Records —
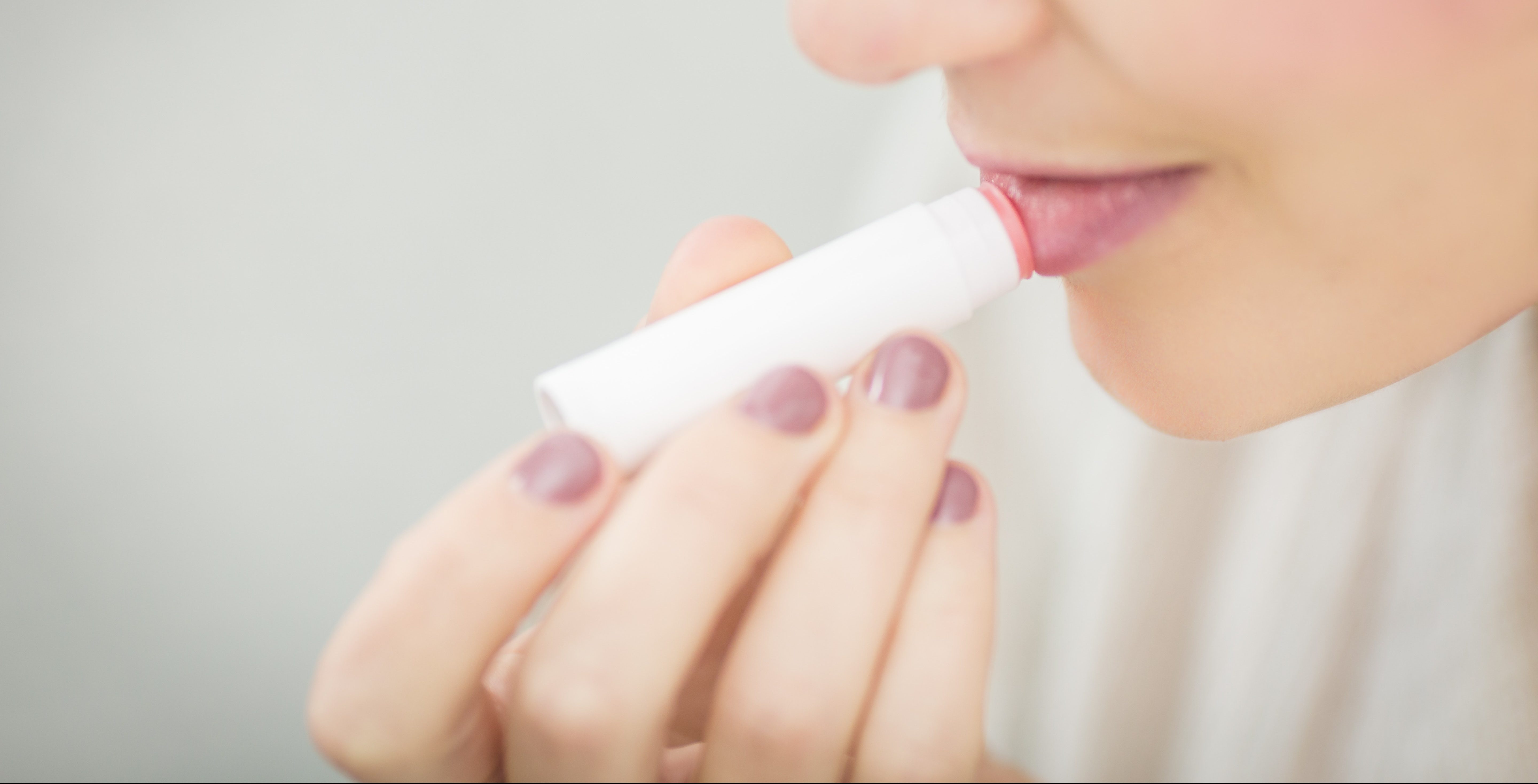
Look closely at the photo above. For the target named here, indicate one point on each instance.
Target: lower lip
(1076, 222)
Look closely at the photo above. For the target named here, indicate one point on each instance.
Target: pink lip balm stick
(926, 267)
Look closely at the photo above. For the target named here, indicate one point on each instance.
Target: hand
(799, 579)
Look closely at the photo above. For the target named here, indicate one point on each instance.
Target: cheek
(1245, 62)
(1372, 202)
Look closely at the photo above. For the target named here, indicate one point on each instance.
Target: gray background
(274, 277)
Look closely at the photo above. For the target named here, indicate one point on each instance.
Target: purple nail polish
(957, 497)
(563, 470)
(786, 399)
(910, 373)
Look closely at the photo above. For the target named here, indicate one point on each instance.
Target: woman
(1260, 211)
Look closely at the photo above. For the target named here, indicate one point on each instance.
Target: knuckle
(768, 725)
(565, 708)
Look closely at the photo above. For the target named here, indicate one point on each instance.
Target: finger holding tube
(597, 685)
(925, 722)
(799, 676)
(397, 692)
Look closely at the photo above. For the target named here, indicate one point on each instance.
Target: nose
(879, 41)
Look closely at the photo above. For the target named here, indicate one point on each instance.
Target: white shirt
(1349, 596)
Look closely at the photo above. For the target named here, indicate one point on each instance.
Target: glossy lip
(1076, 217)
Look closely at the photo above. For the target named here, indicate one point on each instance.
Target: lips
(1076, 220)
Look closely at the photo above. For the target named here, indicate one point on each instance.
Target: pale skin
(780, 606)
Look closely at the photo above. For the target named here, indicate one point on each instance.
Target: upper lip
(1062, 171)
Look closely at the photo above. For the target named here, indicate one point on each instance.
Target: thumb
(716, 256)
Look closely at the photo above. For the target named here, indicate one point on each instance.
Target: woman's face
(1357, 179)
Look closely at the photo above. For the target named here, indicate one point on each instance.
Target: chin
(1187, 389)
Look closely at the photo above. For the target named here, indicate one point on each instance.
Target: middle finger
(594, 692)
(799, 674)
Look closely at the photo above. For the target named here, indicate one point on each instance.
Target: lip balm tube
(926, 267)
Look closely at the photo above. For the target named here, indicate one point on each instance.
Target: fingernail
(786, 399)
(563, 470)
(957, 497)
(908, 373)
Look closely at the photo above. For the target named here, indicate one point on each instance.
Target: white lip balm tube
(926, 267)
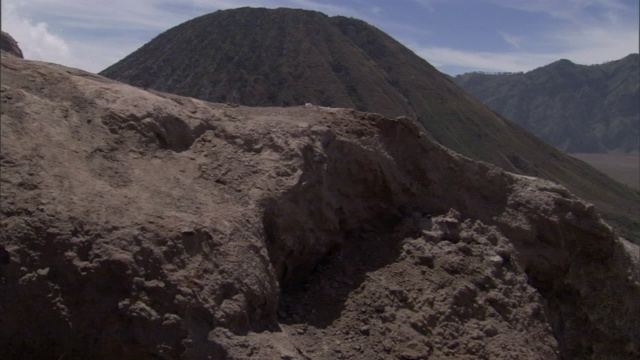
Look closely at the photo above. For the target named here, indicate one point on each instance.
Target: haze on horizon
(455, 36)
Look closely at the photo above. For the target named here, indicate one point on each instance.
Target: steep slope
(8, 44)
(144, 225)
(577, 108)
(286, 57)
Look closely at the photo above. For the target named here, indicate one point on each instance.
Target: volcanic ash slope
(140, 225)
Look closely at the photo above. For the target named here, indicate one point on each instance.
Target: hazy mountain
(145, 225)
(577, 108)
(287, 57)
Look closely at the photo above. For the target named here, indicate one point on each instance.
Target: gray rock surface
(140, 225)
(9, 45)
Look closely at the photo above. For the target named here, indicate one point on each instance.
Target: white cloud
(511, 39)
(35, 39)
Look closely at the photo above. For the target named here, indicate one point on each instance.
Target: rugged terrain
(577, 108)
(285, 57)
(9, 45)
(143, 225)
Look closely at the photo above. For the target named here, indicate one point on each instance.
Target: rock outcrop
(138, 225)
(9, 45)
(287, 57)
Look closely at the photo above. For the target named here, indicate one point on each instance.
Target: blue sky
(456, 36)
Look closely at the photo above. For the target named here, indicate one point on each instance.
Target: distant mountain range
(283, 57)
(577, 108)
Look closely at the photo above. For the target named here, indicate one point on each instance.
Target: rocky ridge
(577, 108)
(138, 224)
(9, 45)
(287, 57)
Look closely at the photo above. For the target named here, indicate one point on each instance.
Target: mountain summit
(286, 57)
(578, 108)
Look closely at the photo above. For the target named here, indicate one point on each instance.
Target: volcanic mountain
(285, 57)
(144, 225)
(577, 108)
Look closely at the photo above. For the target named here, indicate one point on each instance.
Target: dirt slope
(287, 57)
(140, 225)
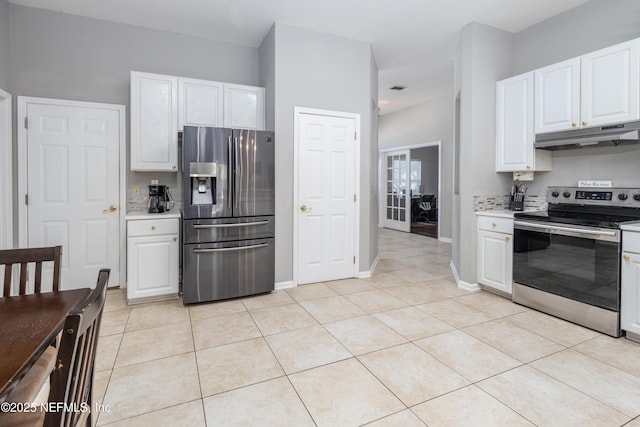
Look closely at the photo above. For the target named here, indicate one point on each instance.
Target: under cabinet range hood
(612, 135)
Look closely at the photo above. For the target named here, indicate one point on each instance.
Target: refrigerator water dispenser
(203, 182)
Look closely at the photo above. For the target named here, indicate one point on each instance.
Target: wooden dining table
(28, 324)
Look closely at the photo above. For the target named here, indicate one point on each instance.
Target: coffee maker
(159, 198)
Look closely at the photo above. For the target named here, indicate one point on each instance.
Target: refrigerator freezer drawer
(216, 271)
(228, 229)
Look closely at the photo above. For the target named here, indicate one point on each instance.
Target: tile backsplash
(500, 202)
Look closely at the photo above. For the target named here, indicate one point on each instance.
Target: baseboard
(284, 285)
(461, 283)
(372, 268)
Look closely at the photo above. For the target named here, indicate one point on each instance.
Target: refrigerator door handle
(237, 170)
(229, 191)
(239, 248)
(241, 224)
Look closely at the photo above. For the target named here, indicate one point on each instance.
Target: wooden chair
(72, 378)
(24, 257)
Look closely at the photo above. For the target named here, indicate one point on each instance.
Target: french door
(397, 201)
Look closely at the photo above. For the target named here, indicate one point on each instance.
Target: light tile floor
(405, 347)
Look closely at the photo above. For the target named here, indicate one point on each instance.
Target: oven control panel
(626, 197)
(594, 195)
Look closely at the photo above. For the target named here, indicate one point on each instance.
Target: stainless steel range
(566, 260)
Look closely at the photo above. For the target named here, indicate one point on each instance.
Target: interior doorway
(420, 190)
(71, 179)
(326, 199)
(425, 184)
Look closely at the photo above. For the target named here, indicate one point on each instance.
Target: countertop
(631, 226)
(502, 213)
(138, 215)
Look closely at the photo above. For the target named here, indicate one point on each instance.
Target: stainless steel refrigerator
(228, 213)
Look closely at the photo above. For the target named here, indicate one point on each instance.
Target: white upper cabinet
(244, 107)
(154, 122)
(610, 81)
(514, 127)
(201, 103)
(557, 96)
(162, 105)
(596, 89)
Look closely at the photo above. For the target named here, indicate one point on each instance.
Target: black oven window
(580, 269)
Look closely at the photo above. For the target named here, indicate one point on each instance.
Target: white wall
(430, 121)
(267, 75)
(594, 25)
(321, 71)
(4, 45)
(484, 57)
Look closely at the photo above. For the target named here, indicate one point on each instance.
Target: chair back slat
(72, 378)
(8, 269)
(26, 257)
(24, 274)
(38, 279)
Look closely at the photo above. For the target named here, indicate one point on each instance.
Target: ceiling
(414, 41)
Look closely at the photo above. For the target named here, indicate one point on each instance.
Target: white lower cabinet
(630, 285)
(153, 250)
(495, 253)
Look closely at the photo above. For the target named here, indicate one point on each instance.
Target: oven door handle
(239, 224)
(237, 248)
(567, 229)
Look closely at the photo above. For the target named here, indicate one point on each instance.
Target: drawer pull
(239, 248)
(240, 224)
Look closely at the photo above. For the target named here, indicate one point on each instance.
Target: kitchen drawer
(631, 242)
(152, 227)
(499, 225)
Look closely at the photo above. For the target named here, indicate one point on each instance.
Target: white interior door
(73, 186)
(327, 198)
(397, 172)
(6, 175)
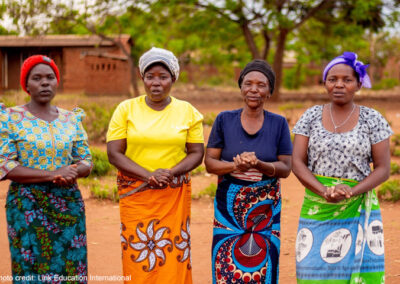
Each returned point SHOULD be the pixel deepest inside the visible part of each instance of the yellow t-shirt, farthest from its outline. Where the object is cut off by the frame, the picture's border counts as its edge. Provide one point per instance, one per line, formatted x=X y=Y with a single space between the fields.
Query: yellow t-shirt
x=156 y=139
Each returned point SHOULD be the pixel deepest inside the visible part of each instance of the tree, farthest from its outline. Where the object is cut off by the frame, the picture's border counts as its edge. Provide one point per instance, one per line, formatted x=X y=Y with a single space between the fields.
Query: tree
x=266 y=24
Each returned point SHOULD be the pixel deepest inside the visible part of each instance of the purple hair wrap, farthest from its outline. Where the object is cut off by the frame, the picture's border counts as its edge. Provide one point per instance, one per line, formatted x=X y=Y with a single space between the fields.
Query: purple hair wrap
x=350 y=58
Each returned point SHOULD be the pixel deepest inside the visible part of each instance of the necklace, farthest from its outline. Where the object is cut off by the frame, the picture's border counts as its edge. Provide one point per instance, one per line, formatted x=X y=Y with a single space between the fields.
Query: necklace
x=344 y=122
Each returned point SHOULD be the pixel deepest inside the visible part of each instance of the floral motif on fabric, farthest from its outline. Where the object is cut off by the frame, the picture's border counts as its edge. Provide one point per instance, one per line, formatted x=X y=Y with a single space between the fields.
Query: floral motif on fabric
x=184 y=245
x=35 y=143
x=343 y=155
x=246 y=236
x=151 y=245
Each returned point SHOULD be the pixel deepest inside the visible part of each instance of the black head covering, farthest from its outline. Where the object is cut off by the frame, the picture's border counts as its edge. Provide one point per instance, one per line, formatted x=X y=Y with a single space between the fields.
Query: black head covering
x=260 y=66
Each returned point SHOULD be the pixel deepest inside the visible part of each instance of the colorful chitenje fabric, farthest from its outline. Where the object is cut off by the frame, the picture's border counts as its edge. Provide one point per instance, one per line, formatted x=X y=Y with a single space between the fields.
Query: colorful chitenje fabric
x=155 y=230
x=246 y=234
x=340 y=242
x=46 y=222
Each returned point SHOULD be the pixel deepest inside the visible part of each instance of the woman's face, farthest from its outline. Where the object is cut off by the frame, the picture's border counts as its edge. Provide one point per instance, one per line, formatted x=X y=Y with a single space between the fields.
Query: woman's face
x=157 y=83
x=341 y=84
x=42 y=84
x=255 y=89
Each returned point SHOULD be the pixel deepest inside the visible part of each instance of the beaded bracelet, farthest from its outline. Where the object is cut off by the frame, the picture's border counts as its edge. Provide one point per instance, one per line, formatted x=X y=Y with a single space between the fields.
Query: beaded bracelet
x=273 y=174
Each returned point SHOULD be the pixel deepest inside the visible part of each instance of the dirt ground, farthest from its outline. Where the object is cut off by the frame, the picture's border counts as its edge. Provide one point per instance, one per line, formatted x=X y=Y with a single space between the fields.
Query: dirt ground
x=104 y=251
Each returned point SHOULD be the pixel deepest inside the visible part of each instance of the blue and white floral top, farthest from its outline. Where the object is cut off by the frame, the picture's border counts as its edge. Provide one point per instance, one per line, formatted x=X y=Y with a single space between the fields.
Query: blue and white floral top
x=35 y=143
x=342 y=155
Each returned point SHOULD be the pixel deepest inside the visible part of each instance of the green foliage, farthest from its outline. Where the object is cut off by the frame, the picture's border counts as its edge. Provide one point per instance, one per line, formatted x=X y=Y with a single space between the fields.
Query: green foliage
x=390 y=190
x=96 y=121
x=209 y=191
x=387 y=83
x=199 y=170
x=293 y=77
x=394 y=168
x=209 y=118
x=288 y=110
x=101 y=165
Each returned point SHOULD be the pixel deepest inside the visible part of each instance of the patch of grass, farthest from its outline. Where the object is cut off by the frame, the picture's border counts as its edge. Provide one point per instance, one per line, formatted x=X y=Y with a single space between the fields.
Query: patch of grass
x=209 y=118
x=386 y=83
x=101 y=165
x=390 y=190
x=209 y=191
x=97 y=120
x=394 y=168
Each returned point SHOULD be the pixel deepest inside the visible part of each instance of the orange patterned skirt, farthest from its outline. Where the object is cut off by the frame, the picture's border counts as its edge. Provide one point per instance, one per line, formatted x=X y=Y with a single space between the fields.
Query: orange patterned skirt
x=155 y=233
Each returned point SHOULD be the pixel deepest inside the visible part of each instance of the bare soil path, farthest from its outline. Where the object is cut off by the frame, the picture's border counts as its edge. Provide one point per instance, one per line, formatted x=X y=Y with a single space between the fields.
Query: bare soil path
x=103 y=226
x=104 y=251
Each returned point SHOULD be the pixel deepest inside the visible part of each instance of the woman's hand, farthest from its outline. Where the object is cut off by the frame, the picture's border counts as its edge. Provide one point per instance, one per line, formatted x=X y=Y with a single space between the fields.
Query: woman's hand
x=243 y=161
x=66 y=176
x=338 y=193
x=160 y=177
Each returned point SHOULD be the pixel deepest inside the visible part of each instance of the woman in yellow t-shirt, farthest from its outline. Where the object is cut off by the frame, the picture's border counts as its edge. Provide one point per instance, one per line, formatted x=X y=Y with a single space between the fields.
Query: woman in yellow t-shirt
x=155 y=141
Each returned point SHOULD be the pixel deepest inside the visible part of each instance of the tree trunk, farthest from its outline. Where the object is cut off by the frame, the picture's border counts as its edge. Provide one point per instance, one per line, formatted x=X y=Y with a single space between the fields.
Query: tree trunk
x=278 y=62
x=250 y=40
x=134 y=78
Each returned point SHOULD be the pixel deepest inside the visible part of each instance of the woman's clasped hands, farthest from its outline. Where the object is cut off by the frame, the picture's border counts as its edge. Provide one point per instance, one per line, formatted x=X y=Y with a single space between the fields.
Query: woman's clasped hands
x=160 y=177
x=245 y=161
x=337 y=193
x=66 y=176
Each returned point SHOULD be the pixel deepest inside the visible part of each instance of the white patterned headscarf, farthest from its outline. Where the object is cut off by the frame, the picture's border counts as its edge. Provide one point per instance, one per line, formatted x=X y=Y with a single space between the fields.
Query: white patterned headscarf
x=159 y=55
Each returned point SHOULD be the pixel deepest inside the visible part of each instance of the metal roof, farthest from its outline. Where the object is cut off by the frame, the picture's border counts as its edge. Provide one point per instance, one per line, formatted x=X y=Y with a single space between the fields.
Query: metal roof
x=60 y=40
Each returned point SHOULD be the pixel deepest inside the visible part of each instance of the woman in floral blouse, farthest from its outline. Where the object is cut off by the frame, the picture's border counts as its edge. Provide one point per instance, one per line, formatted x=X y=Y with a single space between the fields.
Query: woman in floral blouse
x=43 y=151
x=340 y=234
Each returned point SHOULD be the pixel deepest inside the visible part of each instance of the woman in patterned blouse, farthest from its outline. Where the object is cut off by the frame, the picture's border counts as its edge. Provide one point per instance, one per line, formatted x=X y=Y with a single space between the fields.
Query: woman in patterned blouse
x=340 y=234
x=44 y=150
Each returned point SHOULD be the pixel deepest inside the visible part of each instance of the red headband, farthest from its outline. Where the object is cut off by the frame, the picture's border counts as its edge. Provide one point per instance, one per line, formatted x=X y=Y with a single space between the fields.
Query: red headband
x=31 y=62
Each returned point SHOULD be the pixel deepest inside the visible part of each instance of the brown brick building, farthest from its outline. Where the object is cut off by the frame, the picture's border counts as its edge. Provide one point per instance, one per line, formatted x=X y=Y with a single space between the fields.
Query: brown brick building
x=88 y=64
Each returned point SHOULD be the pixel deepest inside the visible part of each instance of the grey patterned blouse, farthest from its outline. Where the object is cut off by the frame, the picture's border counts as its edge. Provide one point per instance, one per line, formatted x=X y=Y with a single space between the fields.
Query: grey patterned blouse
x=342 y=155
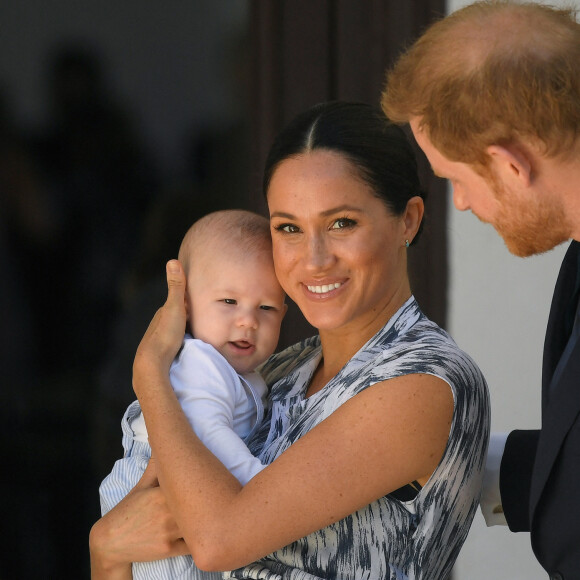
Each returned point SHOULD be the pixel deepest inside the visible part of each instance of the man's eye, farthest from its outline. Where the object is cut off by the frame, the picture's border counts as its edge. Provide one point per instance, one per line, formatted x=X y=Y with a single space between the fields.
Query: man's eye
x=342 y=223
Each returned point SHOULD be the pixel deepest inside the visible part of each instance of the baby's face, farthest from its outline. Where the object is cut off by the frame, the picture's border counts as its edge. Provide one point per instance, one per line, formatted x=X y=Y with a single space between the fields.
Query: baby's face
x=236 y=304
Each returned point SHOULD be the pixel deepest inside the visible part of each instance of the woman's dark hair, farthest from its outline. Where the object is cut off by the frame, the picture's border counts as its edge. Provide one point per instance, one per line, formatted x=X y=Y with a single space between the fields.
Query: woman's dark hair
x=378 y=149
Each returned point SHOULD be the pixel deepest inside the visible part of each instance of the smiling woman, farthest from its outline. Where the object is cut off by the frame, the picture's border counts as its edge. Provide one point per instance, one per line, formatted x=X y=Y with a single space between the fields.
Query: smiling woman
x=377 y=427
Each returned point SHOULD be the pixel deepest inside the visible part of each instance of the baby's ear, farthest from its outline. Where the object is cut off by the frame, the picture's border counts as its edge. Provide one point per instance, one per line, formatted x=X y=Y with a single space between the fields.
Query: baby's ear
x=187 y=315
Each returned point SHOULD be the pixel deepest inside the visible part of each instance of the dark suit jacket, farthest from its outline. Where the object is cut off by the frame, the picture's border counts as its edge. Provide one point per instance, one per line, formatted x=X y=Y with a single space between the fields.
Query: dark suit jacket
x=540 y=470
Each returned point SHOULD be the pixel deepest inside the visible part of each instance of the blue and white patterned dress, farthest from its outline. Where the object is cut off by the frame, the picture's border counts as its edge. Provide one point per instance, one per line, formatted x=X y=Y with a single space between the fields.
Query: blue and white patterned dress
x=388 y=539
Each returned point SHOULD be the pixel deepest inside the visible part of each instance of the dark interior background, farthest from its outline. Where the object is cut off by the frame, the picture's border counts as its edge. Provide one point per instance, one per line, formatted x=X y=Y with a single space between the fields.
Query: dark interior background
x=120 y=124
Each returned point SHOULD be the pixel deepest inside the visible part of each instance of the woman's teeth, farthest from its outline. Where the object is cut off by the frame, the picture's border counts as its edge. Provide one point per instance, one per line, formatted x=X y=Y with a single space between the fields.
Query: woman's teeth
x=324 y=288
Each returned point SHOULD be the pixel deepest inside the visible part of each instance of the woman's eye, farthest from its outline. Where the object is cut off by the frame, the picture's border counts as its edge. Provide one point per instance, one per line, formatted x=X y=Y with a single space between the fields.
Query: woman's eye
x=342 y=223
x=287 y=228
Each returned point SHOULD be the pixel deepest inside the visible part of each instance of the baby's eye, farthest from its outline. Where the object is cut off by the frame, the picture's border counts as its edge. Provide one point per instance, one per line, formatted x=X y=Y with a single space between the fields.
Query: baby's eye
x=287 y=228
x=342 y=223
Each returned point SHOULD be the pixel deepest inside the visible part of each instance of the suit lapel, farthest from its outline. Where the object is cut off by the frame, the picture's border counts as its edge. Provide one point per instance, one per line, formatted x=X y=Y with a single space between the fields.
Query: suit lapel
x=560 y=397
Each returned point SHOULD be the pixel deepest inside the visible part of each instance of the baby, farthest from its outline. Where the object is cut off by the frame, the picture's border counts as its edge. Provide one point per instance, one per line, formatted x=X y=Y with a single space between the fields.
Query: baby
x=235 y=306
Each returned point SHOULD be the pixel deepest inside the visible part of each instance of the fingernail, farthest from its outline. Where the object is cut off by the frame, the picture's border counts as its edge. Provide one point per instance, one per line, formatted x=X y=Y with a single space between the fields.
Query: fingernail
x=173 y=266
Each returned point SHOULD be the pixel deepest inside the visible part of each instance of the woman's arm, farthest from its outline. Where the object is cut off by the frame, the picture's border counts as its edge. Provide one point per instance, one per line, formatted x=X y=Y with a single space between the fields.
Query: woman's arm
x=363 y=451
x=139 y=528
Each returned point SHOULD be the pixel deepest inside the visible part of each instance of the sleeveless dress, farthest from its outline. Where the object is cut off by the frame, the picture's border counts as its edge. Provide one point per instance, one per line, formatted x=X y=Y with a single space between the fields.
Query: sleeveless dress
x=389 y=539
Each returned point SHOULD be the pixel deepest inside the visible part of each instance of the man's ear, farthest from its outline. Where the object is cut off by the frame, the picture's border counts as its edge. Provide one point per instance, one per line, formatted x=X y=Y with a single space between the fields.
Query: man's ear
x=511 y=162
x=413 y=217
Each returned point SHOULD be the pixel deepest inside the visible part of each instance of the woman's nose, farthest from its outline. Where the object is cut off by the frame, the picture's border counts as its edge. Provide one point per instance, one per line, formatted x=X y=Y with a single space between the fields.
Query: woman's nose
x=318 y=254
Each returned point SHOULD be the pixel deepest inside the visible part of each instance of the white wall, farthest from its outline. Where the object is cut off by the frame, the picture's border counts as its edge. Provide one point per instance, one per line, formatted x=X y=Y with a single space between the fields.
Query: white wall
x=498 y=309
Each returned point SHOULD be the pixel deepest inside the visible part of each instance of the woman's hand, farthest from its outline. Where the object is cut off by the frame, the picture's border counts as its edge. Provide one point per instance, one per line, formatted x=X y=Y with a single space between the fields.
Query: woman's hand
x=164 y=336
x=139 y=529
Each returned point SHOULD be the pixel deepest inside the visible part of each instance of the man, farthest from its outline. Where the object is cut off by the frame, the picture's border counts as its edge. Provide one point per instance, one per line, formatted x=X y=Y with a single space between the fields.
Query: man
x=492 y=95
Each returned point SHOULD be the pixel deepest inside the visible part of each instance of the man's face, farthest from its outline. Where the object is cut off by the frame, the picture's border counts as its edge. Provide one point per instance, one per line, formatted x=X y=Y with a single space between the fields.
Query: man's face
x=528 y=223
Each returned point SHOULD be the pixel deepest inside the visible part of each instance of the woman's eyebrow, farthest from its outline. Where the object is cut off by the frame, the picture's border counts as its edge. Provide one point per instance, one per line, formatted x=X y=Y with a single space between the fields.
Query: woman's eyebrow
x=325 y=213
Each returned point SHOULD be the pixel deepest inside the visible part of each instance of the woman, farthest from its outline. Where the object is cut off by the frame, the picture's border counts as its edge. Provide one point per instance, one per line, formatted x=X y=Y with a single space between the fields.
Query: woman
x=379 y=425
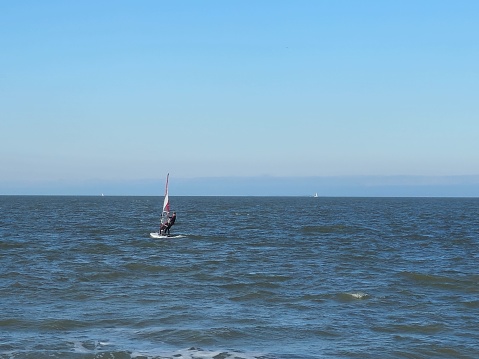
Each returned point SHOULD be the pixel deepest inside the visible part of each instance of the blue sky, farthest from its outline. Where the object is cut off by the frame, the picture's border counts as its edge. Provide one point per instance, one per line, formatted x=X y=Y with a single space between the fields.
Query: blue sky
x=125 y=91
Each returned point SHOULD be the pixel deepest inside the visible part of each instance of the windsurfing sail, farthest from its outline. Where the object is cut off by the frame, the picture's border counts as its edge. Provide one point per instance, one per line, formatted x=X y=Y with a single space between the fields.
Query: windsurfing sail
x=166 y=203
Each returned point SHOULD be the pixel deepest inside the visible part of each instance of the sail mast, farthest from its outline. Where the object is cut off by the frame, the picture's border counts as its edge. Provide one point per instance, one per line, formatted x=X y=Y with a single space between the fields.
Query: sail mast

What is being asked — Render the records starting with the line containing "the baby, farthest" and going on through the line containing "x=235 y=306" as a two-column CSV with the headers "text" and "answer". Give one row for each record, put each field in quotation marks, and replace any line breaks with spaces.

Solution to this task —
text,answer
"Each returned point SHOULD be the pixel deepest inside the visible part of each instance of the baby, farthest from its outline. Where the object is cut off by the frame, the picture's border counts as its edge. Provide one point per instance, one per line, formatted x=X y=Y with a single space between the fields. Query: baby","x=235 y=306"